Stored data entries
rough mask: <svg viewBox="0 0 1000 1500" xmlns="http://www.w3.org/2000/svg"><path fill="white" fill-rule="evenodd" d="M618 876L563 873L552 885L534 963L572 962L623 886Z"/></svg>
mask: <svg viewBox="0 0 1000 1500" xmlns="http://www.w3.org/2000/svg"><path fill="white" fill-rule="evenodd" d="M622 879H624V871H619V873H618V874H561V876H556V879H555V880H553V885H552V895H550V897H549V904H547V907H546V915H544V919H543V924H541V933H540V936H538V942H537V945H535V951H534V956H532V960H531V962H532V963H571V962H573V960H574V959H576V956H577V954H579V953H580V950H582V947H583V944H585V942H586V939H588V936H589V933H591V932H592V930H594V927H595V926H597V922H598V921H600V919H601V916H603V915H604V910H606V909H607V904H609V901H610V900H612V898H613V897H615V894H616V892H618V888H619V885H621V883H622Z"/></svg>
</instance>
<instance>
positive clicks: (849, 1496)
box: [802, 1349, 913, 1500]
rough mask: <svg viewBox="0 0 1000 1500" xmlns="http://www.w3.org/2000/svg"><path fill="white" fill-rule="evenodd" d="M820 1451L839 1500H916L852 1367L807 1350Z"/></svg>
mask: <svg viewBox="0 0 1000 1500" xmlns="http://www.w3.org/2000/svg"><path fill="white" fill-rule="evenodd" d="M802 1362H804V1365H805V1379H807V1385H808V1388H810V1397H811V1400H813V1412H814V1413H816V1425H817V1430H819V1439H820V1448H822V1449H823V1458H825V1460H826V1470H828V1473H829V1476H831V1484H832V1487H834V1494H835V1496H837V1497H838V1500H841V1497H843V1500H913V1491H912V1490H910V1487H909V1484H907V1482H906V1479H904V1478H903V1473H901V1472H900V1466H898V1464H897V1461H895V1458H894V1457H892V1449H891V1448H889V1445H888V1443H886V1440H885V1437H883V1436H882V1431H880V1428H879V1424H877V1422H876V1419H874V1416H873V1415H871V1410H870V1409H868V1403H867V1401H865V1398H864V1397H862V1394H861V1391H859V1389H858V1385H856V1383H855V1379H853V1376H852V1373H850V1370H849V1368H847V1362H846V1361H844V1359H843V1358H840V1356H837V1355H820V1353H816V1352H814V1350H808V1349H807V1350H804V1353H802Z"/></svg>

**EXERCISE DETAILS**
The answer should consist solely of the lines from the first line above through the one with "box: [802, 1349, 913, 1500]", both included, repeated exactly.

**ANSWER BOX**
rough mask: <svg viewBox="0 0 1000 1500" xmlns="http://www.w3.org/2000/svg"><path fill="white" fill-rule="evenodd" d="M618 876L563 873L552 885L534 963L572 962L623 886Z"/></svg>
mask: <svg viewBox="0 0 1000 1500" xmlns="http://www.w3.org/2000/svg"><path fill="white" fill-rule="evenodd" d="M622 879H624V871H619V873H618V874H561V876H556V879H555V880H553V885H552V895H550V897H549V904H547V907H546V915H544V919H543V924H541V933H540V936H538V942H537V945H535V951H534V956H532V960H531V962H532V963H571V962H573V960H574V959H576V956H577V954H579V953H580V950H582V947H583V944H585V942H586V939H588V936H589V933H591V932H592V930H594V927H595V926H597V922H598V921H600V919H601V916H603V915H604V910H606V909H607V904H609V901H610V900H612V898H613V897H615V894H616V892H618V888H619V885H621V883H622Z"/></svg>
</instance>
<instance>
positive clicks: (849, 1496)
box: [802, 1349, 913, 1500]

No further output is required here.